= LetUsTalk =

Campaign defending a right to criticize Islam

LetUsTalk#
1. LetUsTalk (Persian: بگذارید حرف بزنیم#) is a campaign against silencing criticism of the Islamic law and especially hijab in the West through accusations of Islamophobia. This campaign has started when a letter written by Dr Sherif Emil—a Canadian Children’s surgeon—and published in the Canadian Medical Association Journal, in which he criticizes promotion of hijab as a symbol of diversity, was retracted due to the accusations of Islamophobia. Many middle eastern women, including Iranians and Afghans, have shared their lived experience and stories of being oppressed by the Islamic law using this hashtag. The campaign defends the right of criticizing Islam and protests the censorship of such criticism with the accusations of Islamophobia.

Activity A:
Reproduce the LetUsTalk article word for word from "Campaign defending a" to "with the accusations of Islamophobia.".
Activity B:
According to the LetUsTalk article, in which journal was Dr Sherif Emil's letter published?
The data after the LetUsTalk article has no connection to it.

Dataset excerpts:
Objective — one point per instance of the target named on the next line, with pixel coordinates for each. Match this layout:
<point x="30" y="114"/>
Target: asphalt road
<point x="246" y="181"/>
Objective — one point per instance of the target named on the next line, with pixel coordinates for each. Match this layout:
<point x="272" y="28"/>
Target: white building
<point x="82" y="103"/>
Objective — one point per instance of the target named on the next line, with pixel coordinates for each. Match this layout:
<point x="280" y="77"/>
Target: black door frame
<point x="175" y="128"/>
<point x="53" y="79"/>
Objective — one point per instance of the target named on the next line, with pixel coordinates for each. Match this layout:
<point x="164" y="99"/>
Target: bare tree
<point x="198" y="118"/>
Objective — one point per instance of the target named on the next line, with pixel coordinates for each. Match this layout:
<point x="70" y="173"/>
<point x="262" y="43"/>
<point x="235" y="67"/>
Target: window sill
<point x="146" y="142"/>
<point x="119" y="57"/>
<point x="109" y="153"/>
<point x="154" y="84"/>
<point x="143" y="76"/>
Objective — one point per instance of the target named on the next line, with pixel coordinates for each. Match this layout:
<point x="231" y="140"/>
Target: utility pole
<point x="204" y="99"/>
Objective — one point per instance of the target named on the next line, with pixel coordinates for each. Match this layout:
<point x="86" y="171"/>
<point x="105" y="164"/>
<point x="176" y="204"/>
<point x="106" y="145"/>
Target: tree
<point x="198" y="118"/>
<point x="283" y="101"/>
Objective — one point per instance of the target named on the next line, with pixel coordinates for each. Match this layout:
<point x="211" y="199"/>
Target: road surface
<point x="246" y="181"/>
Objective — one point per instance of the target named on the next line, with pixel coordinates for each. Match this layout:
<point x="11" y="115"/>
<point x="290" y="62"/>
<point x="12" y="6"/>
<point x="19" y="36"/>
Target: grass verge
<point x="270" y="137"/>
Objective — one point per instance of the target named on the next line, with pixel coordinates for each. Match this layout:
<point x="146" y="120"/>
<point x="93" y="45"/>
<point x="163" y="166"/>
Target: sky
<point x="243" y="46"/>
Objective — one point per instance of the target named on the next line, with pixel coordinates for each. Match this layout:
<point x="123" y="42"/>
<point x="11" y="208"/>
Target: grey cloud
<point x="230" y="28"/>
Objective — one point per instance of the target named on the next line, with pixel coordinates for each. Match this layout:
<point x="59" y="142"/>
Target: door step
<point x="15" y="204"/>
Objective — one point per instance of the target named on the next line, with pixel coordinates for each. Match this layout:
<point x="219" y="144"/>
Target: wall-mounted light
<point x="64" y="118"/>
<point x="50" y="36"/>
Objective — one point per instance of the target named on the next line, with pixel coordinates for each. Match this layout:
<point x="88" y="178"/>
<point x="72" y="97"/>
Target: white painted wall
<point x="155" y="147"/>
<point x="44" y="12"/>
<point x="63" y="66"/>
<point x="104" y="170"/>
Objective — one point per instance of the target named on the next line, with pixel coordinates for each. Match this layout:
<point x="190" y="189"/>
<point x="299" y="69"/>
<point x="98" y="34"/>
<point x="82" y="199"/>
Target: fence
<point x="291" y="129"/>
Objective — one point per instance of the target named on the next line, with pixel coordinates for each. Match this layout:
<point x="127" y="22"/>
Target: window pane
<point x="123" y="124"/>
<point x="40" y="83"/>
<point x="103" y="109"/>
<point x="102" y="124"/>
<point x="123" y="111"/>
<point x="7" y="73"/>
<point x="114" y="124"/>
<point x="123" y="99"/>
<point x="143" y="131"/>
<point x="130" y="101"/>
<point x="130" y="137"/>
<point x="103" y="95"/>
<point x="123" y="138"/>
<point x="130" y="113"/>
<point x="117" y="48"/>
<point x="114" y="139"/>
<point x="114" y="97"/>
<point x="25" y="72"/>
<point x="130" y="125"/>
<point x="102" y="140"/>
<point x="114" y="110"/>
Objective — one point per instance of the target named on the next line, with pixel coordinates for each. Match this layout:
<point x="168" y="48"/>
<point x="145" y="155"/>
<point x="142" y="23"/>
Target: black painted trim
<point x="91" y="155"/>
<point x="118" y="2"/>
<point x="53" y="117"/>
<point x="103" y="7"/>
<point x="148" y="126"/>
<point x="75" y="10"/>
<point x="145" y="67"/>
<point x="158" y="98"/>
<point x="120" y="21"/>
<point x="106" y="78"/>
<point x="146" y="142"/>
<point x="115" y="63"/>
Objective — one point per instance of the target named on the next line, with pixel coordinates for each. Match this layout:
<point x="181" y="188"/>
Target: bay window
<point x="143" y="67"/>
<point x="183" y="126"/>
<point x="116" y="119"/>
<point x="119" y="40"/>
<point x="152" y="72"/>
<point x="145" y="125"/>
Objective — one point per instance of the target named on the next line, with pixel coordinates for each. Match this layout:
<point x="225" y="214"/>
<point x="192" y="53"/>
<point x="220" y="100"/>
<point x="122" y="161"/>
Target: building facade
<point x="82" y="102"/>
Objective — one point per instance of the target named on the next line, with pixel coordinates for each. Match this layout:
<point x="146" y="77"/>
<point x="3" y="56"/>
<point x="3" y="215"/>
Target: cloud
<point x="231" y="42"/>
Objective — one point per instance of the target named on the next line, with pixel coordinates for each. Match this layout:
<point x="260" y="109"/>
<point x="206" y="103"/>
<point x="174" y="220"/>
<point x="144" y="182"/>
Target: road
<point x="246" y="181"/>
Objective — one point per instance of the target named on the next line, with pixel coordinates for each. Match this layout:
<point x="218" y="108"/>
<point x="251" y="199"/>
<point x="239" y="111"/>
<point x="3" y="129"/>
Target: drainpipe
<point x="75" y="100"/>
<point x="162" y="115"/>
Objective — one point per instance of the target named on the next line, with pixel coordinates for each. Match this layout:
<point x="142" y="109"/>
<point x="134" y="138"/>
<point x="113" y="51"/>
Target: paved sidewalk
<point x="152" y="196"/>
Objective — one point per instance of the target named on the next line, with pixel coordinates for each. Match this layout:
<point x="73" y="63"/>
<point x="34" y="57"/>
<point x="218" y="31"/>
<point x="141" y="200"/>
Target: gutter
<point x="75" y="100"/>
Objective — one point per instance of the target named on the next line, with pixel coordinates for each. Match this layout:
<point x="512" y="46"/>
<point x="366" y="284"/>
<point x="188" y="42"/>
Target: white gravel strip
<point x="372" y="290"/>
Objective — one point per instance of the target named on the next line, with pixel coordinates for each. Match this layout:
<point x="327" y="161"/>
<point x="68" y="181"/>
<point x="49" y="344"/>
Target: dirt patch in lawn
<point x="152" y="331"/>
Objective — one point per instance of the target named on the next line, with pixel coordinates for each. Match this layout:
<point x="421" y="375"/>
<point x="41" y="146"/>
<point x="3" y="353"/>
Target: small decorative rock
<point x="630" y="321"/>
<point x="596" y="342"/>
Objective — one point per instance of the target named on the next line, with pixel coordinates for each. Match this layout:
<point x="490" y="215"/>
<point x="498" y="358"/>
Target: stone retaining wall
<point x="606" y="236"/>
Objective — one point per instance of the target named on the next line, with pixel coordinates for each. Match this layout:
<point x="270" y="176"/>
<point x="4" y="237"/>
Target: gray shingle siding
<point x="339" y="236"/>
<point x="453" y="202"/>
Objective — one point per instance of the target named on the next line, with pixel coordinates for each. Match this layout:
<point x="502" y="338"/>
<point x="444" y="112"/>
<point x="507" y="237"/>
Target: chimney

Answer box A:
Campaign defending a right to criticize Islam

LetUsTalk#
1. LetUsTalk (Persian: بگذارید حرف بزنیم#) is a campaign against silencing criticism of the Islamic law and especially hijab in the West through accusations of Islamophobia. This campaign has started when a letter written by Dr Sherif Emil—a Canadian Children’s surgeon—and published in the Canadian Medical Association Journal, in which he criticizes promotion of hijab as a symbol of diversity, was retracted due to the accusations of Islamophobia. Many middle eastern women, including Iranians and Afghans, have shared their lived experience and stories of being oppressed by the Islamic law using this hashtag. The campaign defends the right of criticizing Islam and protests the censorship of such criticism with the accusations of Islamophobia.

Answer box B:
The Canadian Medical Association Journal.